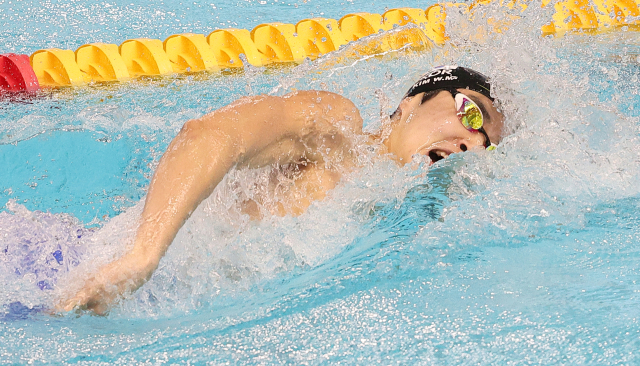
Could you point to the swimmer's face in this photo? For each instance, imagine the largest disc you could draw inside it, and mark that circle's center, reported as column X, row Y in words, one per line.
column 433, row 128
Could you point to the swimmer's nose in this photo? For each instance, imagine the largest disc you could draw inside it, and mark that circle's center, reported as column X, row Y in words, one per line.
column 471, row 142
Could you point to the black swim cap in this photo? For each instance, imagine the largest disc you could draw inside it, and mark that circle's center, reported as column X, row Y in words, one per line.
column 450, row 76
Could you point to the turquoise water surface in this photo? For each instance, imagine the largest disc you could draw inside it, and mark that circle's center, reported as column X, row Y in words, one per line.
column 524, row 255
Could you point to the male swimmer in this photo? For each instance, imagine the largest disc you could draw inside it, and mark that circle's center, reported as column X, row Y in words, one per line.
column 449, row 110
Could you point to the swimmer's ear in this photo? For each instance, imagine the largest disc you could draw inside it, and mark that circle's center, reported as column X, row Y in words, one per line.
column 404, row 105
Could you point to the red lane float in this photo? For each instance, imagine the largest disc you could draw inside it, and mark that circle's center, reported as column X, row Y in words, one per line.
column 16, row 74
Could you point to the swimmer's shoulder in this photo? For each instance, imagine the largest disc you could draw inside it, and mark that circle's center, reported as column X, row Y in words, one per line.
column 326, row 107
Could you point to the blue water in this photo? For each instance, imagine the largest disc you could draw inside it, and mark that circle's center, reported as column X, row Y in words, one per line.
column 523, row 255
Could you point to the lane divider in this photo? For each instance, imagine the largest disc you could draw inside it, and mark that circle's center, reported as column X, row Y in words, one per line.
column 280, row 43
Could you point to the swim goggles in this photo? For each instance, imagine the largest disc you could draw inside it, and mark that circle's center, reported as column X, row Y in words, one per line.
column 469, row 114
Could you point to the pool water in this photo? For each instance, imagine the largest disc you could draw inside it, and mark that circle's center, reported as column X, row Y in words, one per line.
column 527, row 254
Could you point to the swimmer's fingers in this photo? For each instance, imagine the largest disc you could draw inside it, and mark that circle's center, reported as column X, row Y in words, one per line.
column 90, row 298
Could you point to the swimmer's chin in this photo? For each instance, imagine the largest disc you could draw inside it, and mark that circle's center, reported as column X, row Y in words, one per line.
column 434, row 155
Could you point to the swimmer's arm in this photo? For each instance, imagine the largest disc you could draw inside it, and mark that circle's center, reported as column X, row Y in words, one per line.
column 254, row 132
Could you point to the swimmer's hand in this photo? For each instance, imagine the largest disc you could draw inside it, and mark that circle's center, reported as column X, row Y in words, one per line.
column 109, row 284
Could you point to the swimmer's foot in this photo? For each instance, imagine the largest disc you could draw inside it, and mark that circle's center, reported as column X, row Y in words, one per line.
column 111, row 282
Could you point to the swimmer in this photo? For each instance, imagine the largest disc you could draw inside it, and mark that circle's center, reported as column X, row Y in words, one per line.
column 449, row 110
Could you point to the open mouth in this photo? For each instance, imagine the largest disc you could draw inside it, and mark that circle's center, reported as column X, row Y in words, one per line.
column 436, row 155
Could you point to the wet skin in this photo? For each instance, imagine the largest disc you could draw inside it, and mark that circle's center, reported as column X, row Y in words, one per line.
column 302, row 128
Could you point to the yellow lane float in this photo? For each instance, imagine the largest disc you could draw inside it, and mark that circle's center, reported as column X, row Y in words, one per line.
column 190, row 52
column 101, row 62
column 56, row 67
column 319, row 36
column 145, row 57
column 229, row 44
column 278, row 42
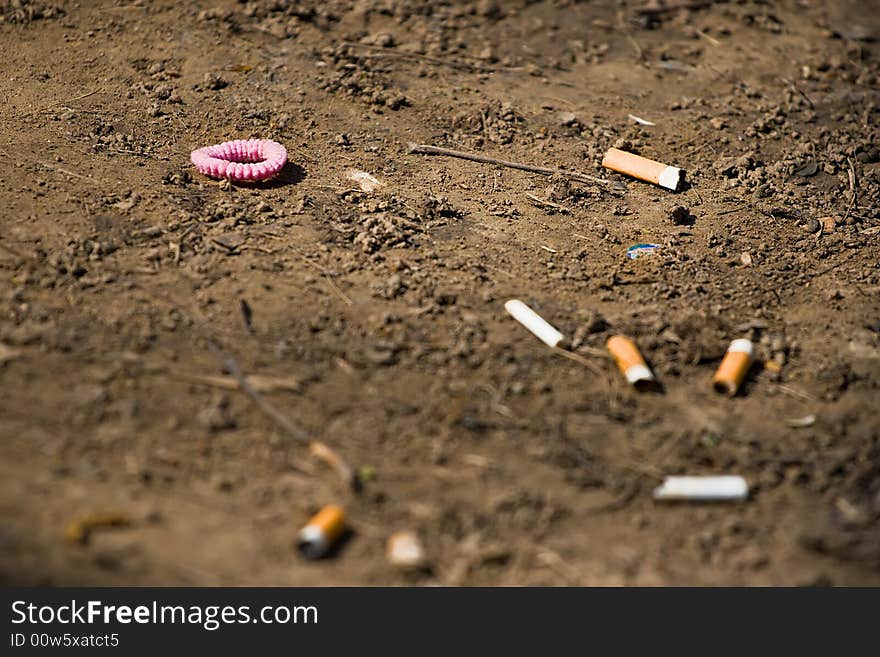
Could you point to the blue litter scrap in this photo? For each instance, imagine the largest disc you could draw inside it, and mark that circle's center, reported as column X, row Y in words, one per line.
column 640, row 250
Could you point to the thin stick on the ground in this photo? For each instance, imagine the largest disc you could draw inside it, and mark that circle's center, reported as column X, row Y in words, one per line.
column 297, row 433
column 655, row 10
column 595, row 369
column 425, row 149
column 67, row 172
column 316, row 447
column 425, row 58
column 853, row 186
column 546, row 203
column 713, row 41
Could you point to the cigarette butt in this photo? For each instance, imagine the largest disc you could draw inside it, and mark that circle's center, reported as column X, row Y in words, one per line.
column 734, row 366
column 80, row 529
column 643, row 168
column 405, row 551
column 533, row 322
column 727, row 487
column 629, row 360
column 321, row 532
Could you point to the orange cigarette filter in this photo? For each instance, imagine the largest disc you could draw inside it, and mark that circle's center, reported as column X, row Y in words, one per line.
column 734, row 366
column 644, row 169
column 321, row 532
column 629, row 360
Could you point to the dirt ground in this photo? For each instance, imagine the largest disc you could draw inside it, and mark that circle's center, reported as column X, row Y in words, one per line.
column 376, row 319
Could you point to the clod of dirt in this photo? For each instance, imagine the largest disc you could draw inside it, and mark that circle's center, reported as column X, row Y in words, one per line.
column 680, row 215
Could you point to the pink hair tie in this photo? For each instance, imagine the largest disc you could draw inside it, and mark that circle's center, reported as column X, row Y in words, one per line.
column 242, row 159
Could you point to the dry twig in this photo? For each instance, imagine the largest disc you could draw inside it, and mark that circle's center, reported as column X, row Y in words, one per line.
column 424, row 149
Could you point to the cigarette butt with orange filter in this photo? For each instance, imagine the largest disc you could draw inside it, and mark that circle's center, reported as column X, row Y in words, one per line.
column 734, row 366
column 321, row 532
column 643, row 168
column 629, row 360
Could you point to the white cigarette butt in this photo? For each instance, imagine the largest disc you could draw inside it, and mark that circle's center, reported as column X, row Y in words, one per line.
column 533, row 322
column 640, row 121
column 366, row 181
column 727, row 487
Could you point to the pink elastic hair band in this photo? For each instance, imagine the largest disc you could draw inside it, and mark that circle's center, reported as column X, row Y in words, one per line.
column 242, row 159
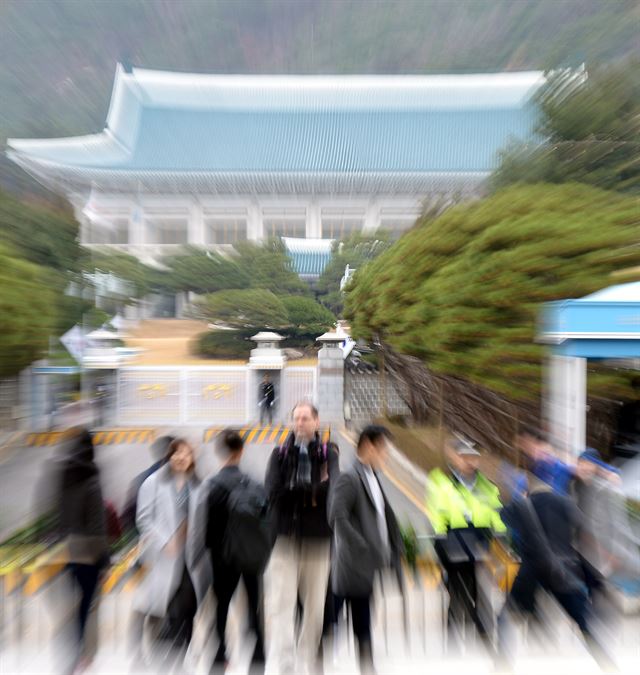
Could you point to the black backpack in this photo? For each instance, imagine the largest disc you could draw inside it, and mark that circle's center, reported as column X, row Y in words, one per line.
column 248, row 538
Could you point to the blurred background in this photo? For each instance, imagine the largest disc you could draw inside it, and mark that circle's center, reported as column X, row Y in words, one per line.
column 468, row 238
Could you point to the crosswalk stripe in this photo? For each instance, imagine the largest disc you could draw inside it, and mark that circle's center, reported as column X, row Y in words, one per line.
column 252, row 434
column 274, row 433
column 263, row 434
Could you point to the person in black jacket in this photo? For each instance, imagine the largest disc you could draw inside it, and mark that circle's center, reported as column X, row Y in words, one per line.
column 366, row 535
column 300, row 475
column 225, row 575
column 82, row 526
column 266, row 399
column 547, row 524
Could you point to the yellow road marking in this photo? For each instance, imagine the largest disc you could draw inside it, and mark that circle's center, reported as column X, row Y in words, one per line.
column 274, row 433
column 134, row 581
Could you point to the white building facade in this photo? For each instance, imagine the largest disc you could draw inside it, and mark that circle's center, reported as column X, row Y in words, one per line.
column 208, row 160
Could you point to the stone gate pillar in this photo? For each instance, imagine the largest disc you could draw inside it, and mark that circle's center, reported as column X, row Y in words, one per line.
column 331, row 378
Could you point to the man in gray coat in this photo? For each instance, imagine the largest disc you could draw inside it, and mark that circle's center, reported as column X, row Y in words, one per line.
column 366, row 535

==*==

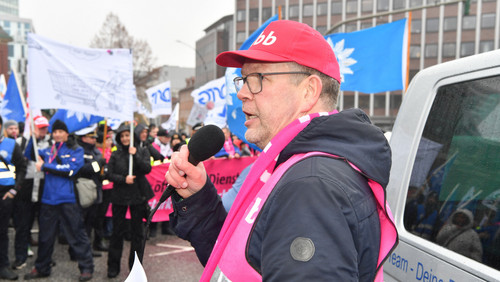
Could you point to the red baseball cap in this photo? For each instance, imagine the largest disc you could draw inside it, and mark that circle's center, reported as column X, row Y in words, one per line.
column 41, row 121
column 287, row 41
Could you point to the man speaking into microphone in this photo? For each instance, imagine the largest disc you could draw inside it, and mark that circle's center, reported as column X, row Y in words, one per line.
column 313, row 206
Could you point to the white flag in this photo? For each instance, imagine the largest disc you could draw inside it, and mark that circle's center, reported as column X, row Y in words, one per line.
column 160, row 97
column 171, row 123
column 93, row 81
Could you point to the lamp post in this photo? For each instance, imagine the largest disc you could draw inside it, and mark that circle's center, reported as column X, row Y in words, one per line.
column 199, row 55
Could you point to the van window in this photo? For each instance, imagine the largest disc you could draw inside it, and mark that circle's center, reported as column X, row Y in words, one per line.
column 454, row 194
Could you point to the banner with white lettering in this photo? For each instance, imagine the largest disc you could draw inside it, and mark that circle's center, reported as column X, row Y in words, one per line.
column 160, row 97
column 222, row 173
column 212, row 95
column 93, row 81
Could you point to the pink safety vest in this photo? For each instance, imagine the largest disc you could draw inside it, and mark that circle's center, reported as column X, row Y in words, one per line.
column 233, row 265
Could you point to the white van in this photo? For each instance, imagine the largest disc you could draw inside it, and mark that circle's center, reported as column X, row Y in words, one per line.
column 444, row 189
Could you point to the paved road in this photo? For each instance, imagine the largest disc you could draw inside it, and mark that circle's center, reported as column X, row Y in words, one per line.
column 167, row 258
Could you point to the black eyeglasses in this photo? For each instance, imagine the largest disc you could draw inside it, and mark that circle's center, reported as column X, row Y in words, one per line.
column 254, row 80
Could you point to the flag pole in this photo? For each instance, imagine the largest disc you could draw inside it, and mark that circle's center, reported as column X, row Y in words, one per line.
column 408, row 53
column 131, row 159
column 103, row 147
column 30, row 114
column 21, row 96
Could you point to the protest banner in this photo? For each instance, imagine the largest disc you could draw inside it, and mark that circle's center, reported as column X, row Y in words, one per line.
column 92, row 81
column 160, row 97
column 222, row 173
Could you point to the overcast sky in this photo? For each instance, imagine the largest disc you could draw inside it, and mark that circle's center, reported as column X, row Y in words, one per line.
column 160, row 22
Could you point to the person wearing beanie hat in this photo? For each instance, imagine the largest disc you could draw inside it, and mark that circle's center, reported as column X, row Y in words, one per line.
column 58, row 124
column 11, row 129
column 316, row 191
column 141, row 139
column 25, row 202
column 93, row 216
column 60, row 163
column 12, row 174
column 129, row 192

==*==

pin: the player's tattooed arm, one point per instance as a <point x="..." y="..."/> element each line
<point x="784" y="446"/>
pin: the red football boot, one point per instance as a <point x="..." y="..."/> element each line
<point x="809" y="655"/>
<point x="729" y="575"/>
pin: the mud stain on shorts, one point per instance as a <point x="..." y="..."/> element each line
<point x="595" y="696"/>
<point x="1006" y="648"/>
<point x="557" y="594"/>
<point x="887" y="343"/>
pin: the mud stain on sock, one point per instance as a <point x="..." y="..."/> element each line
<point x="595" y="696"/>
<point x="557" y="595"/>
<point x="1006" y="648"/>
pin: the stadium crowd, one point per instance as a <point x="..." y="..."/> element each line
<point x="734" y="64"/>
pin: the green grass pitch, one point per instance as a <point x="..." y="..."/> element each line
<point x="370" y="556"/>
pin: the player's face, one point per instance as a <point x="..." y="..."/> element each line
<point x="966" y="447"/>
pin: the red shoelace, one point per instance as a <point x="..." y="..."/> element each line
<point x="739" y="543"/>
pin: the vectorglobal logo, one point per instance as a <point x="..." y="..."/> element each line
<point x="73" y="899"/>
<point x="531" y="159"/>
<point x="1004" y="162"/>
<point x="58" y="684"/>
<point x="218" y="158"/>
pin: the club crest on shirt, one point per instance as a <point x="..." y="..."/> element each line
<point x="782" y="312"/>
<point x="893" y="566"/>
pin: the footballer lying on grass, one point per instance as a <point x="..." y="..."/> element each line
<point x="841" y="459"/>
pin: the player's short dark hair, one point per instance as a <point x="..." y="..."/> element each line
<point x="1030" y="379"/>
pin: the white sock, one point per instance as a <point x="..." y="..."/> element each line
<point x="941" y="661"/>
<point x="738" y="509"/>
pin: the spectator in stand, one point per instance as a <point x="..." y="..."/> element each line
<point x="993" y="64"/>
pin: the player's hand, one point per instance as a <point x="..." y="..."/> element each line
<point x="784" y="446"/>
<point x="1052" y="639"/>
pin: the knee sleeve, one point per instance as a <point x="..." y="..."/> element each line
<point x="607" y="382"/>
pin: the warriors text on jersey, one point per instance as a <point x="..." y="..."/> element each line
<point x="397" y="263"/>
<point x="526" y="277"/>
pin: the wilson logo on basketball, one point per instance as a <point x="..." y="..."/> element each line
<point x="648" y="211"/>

==*==

## WHAT YOU ARE ASKED TO DO:
Please copy the rows word for word, beginning at the line that contains "Could you point to the swimmer's face" and stopping after the line that contains "column 450, row 76".

## ANSWER TO THIS PROBLEM:
Could you point to the swimmer's face in this photo? For each instance, imagine the largest disc you could draw inside it, and mark that circle's center, reported as column X, row Y in words, one per line.
column 433, row 128
Could you point to the swimmer's nose in this photo? For each instance, imagine the largest disc you could draw inside it, and mark that circle's center, reported as column X, row Y in words, one per line.
column 471, row 142
Could you point to the black swim cap in this photo? For each instance, imagine the largest disc you could draw inside it, and mark that circle's center, reported as column X, row Y in words, one per line.
column 450, row 76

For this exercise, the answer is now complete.